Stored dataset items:
------------------------

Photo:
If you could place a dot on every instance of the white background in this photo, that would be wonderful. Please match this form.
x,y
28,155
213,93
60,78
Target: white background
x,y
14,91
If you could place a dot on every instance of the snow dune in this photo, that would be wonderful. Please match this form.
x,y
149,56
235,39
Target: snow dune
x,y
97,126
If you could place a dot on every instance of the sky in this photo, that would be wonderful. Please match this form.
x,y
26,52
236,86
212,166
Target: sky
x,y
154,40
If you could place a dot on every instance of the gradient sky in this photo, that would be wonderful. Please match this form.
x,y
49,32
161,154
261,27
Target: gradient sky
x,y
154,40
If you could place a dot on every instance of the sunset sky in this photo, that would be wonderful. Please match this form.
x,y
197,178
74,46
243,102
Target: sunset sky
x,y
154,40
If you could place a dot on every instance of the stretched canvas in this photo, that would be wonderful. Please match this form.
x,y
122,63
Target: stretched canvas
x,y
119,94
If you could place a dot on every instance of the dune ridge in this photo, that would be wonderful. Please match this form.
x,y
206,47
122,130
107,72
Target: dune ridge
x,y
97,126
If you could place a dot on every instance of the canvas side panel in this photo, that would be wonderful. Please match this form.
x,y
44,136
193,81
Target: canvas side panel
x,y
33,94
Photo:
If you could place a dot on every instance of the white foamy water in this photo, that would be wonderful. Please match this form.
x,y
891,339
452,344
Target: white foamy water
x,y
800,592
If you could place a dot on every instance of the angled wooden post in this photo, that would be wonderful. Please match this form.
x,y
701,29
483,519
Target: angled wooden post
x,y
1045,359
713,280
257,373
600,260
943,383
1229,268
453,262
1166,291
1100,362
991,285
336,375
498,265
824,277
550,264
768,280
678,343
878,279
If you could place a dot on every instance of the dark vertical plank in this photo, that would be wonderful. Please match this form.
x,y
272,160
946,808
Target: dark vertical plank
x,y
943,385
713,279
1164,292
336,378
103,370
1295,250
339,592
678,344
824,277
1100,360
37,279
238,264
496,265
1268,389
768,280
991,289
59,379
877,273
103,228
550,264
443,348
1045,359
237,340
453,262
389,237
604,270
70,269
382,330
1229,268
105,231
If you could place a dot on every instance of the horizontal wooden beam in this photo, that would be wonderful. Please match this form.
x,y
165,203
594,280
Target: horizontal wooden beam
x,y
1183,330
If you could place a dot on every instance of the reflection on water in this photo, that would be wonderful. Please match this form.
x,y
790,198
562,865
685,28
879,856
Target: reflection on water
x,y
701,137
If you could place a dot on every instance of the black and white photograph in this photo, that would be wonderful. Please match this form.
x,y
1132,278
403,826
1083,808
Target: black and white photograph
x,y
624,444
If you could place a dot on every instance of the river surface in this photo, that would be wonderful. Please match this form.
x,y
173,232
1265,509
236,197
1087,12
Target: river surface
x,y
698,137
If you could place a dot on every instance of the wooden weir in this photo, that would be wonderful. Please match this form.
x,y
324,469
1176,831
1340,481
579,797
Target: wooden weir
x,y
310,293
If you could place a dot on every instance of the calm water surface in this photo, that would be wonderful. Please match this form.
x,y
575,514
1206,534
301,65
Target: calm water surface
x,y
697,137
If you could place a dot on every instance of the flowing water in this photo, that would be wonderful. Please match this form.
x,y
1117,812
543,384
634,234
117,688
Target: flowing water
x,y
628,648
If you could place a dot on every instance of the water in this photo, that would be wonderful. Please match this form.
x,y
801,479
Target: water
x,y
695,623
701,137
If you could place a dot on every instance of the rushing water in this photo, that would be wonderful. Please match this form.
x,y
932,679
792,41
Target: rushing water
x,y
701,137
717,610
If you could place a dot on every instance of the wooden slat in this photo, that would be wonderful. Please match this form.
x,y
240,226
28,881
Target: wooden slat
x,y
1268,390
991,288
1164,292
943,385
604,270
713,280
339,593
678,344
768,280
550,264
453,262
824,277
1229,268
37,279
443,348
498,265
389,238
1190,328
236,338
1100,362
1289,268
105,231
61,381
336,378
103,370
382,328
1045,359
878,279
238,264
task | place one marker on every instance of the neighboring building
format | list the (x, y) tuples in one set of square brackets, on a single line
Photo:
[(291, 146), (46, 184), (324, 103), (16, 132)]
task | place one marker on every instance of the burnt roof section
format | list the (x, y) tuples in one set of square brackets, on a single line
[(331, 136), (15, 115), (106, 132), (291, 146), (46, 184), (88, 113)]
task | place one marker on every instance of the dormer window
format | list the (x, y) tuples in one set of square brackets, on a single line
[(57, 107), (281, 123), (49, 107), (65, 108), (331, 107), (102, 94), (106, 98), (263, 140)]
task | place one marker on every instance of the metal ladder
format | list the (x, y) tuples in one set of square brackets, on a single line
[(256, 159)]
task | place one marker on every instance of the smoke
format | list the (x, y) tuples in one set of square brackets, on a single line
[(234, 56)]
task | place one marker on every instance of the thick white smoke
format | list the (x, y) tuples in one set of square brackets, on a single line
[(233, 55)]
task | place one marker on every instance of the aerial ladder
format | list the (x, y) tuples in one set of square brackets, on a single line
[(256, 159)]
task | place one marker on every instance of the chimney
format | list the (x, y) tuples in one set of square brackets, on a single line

------------------------

=== EXERCISE AIM ===
Return all the data above once more, precisely as given.

=== EXERCISE RESPONSE ===
Photo:
If you could place a dot on every instance of the white background in this photo, that would be wonderful. Please match this form.
x,y
28,155
213,93
60,78
Target: white background
x,y
14,91
If you could place a dot on every instance of the snow dune in this photo, that would be wonderful. Please match this form.
x,y
149,56
235,39
Target: snow dune
x,y
97,126
If you could place a dot on every instance of the sky in this photo, that would be wonderful. Please match this form.
x,y
26,52
236,86
212,166
Target: sky
x,y
154,40
If you could place a dot on every instance of the gradient sky in this photo, that would be wonderful. Please match this form.
x,y
49,32
161,154
261,27
Target: gradient sky
x,y
154,40
If you could place a dot on every instance of the sunset sky in this photo, that would be wonderful. Please match this form.
x,y
197,178
74,46
243,102
Target: sunset sky
x,y
154,40
If you could place a dot on every instance of the stretched canvas in this photo, that would be wonderful. Please match this form.
x,y
122,63
Target: stretched canvas
x,y
119,94
If you could place a dot on every instance of the dune ridge in this photo, that would be wonderful. Please match this form.
x,y
206,47
122,130
107,72
Target: dune ridge
x,y
97,126
If you could place a dot on every instance of the canvas side panel in this photo, that would be wonderful. Please match this form.
x,y
44,136
193,81
Target: canvas side panel
x,y
33,94
Photo:
If you could place a dot on every instance of the white foamy water in this photo, that would be wonderful. Please match this form.
x,y
891,339
452,344
Target: white foamy water
x,y
800,592
If you could place a dot on every instance of the angled wooden post in this photo, that would be wonderful. Please match this form.
x,y
701,29
483,519
Target: angled wooden post
x,y
1045,359
713,280
257,373
600,260
943,383
1229,268
453,262
1166,291
1100,362
991,285
336,375
498,265
824,277
550,264
768,280
678,343
878,279
If you could place a dot on every instance of the dark vertical plank in this photo, that would be wonderful. Please match this form.
x,y
272,160
946,808
Target: dark vertical plank
x,y
943,385
713,279
1164,292
336,378
103,370
1295,250
339,592
678,344
824,277
1100,360
37,279
238,264
496,265
1268,389
768,280
991,289
59,379
877,273
103,228
550,264
443,348
1045,359
237,340
453,262
389,237
604,270
70,269
382,330
1229,268
105,231
If you could place a dot on every instance of the horizontal wooden beam in this photo, that would be wonderful. Please match this form.
x,y
165,203
594,280
Target: horizontal wooden beam
x,y
1183,330
If you could place a dot on every instance of the reflection on water in this photo, that would be wonderful. Please match this form.
x,y
790,198
562,865
685,28
879,856
Target: reflection on water
x,y
701,137
If you could place a dot on every instance of the black and white photograph in this photo, that would be wonderful. Please match this form.
x,y
1132,278
403,826
1083,808
Target: black and white photograph
x,y
624,444
If you could place a dot on every instance of the river surface in this photo, that would be wonderful. Please match this form.
x,y
173,232
1265,509
236,197
1087,12
Target: river surface
x,y
698,137
If you could place a dot on every instance of the wooden weir in this photo, that would be wonderful. Please match this form.
x,y
324,469
1176,831
1340,481
579,797
Target: wooden weir
x,y
310,293
If you could place a dot on every instance of the calm water surface in this photo, that would be wonderful. Please match this form.
x,y
575,514
1206,534
301,65
Target: calm water surface
x,y
697,137
If you could place a dot on every instance of the flowing water in this photo, that would be wonderful. Please match this form.
x,y
1117,812
543,384
634,234
117,688
Target: flowing water
x,y
628,648
If you could place a dot on every instance of the water in this photo, that would be wonderful. Please match this form.
x,y
801,479
Target: water
x,y
695,623
701,137
If you could place a dot on every instance of the rushing water in this photo, that would be wonderful. Please match this form.
x,y
932,679
792,41
Target: rushing water
x,y
701,137
717,610
If you could place a dot on every instance of the wooden slat in this photo, that would be wonderful. Please match this form.
x,y
240,226
28,881
Target: wooden slat
x,y
1268,390
991,288
1164,292
943,385
604,270
713,280
339,593
678,344
768,280
550,264
453,262
824,277
1229,268
37,279
443,348
498,265
389,238
1190,328
236,338
1100,362
1289,268
105,231
61,381
336,378
103,370
382,328
1045,359
878,279
238,264
task | place one marker on every instance of the neighboring building
format | list the (x, y) tuples in one set of square brackets, on a single line
Photo:
[(291, 146), (46, 184), (324, 103), (16, 132)]
task | place one marker on every instance of the burnt roof section
format | list the (x, y) tuples in one set of square brackets, on a single line
[(331, 136), (15, 115), (106, 132), (291, 146), (46, 184), (88, 113)]
task | place one marker on every instance of the dormer window
format | list the (x, y) tuples in one set of square brackets, on a single line
[(57, 107), (281, 123), (49, 107), (65, 108), (331, 107), (102, 94), (106, 98), (263, 140)]
task | place one marker on every instance of the metal ladder
format | list the (x, y) tuples in one set of square brackets, on a single line
[(256, 159)]
task | place one marker on every instance of the smoke
format | list the (x, y) tuples in one set of square brackets, on a single line
[(234, 56)]
task | place one marker on every instance of the thick white smoke
format | list the (x, y) tuples in one set of square brackets, on a single line
[(233, 55)]
task | place one marker on every instance of the aerial ladder
format | list the (x, y) tuples in one set of square brackets, on a single line
[(256, 159)]
task | place one marker on every instance of the chimney
format | list the (x, y) tuples in one set of square brackets, on a single line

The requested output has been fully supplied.